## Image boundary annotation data
━━━━━━━━━━━━━━━━
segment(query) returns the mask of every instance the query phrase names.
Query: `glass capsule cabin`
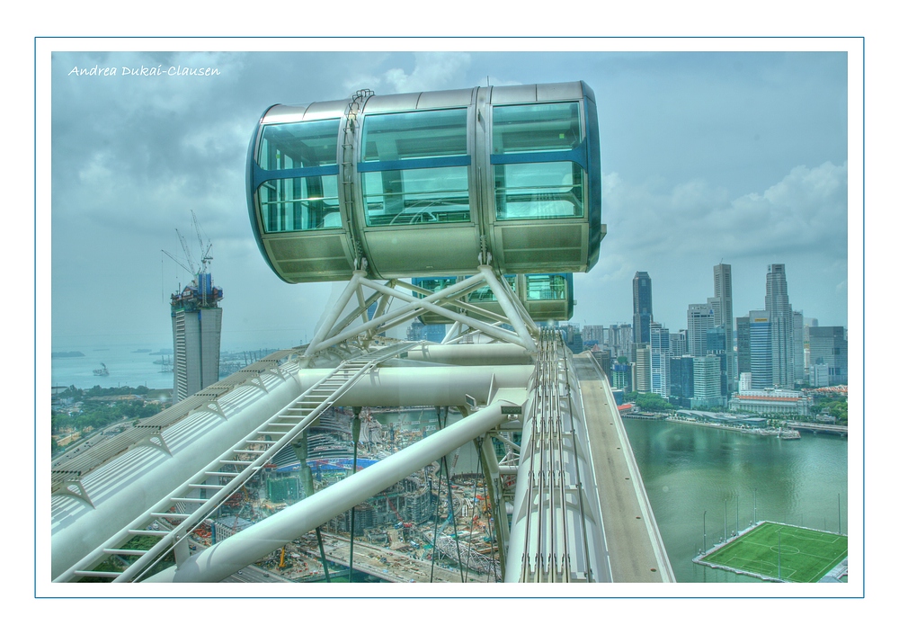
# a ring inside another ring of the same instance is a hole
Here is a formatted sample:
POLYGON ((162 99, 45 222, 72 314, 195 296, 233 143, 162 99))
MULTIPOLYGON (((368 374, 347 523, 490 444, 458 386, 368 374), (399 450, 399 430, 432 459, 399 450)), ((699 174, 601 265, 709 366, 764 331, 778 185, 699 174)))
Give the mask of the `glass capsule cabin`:
POLYGON ((289 282, 589 271, 605 235, 583 82, 275 105, 247 154, 251 225, 289 282), (488 255, 489 254, 489 255, 488 255))
MULTIPOLYGON (((572 273, 506 274, 506 281, 512 292, 521 300, 534 321, 568 321, 574 314, 574 275, 572 273)), ((460 277, 413 278, 412 283, 426 290, 436 292, 460 281, 460 277)), ((482 286, 458 297, 476 307, 503 315, 493 290, 482 286)), ((452 306, 445 308, 453 310, 452 306)), ((458 310, 458 308, 456 308, 458 310)), ((423 313, 419 318, 424 324, 450 324, 450 319, 435 313, 423 313)))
━━━━━━━━━━━━━━━━
## To be done
Render the lines from the start of the entries through the line containing "MULTIPOLYGON (((368 374, 347", inclusive, as a JSON list of strings with one string per line and blank lines omitted. Leave the pictures out of the list.

## Solution for this task
[
  "segment(query) returns the mask of every instance the query phrase names.",
  "Query: `glass capsule cabin`",
  "# a ring inside another ring of the same instance is a hole",
  "Here is a formatted sample:",
  "POLYGON ((162 99, 45 222, 72 314, 195 296, 233 143, 162 99))",
  "MULTIPOLYGON (((368 374, 347 523, 490 444, 458 386, 368 374), (399 450, 399 430, 432 459, 399 450)), ((699 174, 601 265, 709 366, 764 331, 778 185, 699 174)))"
]